◆ **Given data**
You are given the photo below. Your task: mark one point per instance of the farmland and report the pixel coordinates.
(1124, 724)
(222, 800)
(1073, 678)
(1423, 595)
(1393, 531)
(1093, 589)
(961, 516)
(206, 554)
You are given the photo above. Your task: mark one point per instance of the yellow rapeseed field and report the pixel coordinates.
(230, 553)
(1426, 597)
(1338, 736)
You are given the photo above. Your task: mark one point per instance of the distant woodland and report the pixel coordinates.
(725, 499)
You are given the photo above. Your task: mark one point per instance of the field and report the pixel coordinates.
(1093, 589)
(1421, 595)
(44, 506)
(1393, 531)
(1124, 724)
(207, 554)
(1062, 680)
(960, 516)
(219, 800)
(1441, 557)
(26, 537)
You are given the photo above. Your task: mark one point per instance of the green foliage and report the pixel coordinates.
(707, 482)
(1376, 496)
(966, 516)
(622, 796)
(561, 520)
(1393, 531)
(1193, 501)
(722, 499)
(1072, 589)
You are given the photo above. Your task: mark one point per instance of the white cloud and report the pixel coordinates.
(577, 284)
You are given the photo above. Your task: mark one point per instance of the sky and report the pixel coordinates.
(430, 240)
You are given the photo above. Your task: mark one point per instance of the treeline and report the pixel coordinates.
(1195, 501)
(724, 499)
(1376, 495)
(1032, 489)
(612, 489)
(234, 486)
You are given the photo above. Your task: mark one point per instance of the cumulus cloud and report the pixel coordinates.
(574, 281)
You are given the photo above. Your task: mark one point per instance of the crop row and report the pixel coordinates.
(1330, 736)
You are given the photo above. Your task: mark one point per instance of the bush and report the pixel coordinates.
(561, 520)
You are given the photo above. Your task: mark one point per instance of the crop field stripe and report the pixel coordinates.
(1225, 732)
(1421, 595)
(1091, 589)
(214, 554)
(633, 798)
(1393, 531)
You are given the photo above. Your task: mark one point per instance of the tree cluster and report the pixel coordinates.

◆ **What you have to do**
Rewrite everything from the line containing "row and report the pixel coordinates." down through the end of the records, putting "shrub" in place of "bush" and changing nothing else.

◆ **Worked answer**
You are given the photo above. Your task: mark one point per instance of the crop row and report the pixel coordinates.
(1330, 736)
You are given the photo above. Your task: mark one point per instance of the shrub and report the pixel coordinates.
(561, 520)
You are given the photo above. Your task: mark one point per instance of the crop field stripe and report the pixel coordinates.
(1225, 732)
(1421, 595)
(1091, 589)
(214, 554)
(633, 798)
(1393, 531)
You are given the photo above. Your task: mark one point per instance of the tree cluster and report the pixel coordinates.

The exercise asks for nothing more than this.